▶ [Instructions for the task]:
After finding the line with "<point>635,127</point>" in the data below, set down exactly each line through the one with "<point>416,133</point>", inclusive, and stop there.

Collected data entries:
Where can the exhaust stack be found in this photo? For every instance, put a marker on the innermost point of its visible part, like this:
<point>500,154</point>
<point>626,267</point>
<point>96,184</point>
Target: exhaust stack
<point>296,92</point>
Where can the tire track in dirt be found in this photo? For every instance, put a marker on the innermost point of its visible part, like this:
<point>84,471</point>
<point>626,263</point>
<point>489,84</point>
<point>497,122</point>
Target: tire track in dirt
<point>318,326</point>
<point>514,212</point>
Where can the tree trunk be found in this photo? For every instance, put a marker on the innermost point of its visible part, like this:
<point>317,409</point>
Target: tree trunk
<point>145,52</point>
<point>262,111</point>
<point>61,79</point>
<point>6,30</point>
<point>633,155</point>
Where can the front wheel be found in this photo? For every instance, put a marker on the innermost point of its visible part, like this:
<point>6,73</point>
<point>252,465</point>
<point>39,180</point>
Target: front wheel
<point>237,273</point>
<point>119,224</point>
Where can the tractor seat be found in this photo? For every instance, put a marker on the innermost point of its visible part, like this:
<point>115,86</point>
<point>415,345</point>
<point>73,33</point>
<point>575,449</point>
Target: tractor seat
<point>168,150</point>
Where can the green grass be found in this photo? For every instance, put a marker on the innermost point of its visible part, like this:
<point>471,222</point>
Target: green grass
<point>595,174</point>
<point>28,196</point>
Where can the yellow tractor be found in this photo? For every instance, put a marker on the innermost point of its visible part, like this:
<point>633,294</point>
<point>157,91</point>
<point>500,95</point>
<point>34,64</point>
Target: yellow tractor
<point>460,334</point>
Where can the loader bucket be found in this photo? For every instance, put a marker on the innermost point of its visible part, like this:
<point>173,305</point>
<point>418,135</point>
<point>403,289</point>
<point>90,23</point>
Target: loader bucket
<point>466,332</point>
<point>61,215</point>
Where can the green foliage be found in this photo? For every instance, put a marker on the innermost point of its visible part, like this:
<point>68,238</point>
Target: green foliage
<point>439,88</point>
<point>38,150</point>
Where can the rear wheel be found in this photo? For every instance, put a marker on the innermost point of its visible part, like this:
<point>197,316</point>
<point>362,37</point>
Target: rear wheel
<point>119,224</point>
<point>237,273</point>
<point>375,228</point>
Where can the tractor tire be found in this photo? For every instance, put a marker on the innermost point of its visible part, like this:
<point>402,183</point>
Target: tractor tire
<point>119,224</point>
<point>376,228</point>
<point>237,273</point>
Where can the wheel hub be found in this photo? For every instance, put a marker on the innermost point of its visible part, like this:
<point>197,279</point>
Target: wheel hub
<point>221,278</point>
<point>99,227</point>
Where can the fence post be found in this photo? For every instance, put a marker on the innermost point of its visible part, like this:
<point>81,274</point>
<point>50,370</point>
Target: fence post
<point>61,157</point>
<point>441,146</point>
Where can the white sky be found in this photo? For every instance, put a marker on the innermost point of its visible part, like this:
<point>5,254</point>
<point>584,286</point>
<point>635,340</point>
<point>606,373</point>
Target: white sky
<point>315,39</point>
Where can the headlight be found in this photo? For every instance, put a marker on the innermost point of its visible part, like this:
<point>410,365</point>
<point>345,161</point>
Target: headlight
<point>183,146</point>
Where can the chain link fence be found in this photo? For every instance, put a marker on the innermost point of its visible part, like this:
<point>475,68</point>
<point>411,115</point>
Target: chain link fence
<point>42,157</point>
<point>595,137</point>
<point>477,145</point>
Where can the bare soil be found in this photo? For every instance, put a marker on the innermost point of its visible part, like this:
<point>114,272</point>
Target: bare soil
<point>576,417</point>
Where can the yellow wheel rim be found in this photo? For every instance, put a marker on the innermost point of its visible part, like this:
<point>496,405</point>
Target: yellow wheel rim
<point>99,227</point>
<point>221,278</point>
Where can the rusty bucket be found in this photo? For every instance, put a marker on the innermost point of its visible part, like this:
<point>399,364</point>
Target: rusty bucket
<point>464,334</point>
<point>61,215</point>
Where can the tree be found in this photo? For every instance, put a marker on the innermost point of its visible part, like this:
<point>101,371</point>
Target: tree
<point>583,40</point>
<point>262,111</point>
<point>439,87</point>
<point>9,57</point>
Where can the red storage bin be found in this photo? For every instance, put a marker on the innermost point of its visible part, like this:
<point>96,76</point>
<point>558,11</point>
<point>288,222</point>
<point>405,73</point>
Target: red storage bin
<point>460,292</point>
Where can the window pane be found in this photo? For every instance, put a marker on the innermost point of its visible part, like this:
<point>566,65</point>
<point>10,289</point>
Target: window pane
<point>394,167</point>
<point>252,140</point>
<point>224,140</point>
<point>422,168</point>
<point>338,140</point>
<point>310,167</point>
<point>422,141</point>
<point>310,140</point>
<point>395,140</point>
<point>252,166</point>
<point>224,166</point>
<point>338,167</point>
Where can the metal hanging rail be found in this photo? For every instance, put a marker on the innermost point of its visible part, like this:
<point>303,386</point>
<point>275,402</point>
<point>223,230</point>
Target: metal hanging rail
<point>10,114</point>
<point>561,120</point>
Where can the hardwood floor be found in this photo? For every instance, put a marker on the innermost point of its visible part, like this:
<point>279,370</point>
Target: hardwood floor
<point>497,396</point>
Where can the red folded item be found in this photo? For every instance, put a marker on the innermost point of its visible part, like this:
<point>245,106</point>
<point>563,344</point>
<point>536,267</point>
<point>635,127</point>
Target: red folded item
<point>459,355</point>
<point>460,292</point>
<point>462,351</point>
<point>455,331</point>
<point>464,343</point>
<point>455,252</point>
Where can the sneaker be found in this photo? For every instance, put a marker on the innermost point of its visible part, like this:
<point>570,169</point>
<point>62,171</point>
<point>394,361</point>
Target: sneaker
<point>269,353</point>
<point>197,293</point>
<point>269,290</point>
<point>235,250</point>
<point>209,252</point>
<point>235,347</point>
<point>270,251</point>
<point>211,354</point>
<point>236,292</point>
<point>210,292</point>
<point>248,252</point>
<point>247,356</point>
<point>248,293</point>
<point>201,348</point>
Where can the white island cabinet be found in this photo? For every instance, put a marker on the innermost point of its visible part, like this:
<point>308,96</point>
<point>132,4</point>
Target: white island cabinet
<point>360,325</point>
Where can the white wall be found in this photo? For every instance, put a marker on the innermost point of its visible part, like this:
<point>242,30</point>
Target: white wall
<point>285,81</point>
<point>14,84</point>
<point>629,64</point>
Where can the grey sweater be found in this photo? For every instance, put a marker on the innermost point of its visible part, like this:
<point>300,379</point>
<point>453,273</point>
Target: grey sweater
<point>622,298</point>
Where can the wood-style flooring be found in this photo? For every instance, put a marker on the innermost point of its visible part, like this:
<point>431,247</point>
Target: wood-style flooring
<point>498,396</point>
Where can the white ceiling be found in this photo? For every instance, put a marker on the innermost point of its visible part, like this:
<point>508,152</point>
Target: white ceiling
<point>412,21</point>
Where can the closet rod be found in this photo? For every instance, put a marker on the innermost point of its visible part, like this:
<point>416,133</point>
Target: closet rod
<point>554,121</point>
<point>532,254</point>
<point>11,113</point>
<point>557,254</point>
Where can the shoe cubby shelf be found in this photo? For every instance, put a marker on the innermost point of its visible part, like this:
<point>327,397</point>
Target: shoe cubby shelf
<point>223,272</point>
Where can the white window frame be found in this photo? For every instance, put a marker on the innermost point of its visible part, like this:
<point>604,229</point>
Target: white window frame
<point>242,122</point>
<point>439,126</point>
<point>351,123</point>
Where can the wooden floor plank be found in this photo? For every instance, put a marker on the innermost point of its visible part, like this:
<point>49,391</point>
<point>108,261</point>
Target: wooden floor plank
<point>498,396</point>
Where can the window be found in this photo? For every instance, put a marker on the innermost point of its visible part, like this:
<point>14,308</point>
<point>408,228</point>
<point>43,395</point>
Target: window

▶ [Exercise answer]:
<point>635,127</point>
Target: red folded item
<point>459,355</point>
<point>460,292</point>
<point>462,351</point>
<point>455,331</point>
<point>464,343</point>
<point>455,252</point>
Where can the sneaker be found in this photo? For every instance, put a marker on the innermost point of its visible part, like this:
<point>570,169</point>
<point>62,171</point>
<point>394,361</point>
Target: sneaker
<point>269,353</point>
<point>197,293</point>
<point>269,290</point>
<point>235,250</point>
<point>209,252</point>
<point>235,347</point>
<point>270,251</point>
<point>211,354</point>
<point>236,292</point>
<point>210,292</point>
<point>248,252</point>
<point>247,356</point>
<point>248,293</point>
<point>201,348</point>
Where can the white island cabinet be found in this photo? For every instance, put a marker on the innermost point of its visible part, like this:
<point>308,96</point>
<point>132,4</point>
Target: white island cabinet
<point>360,325</point>
Where can the white wall be found in this photo? For every instance, put a marker on the innermost point of its visible part, like this:
<point>242,30</point>
Target: white wall
<point>285,81</point>
<point>14,84</point>
<point>629,64</point>
Where can the grey sweater be found in this photo? For every instance, put a marker on the innermost point of its visible part, like this:
<point>300,379</point>
<point>453,273</point>
Target: grey sweater
<point>622,298</point>
Where can the wood-style flooring be found in this photo? For every instance, put a marker on the innermost point of its visible part, like this:
<point>431,247</point>
Target: wood-style flooring
<point>498,396</point>
Where can the white ceiling be found in this photo? For every instance, put a marker on the innermost point of its visible part, like this:
<point>508,152</point>
Target: white ceiling
<point>412,21</point>
Where can the closet rod be found in this photo? For every instance, put a marker on the innermost point of its visible part, like this:
<point>416,133</point>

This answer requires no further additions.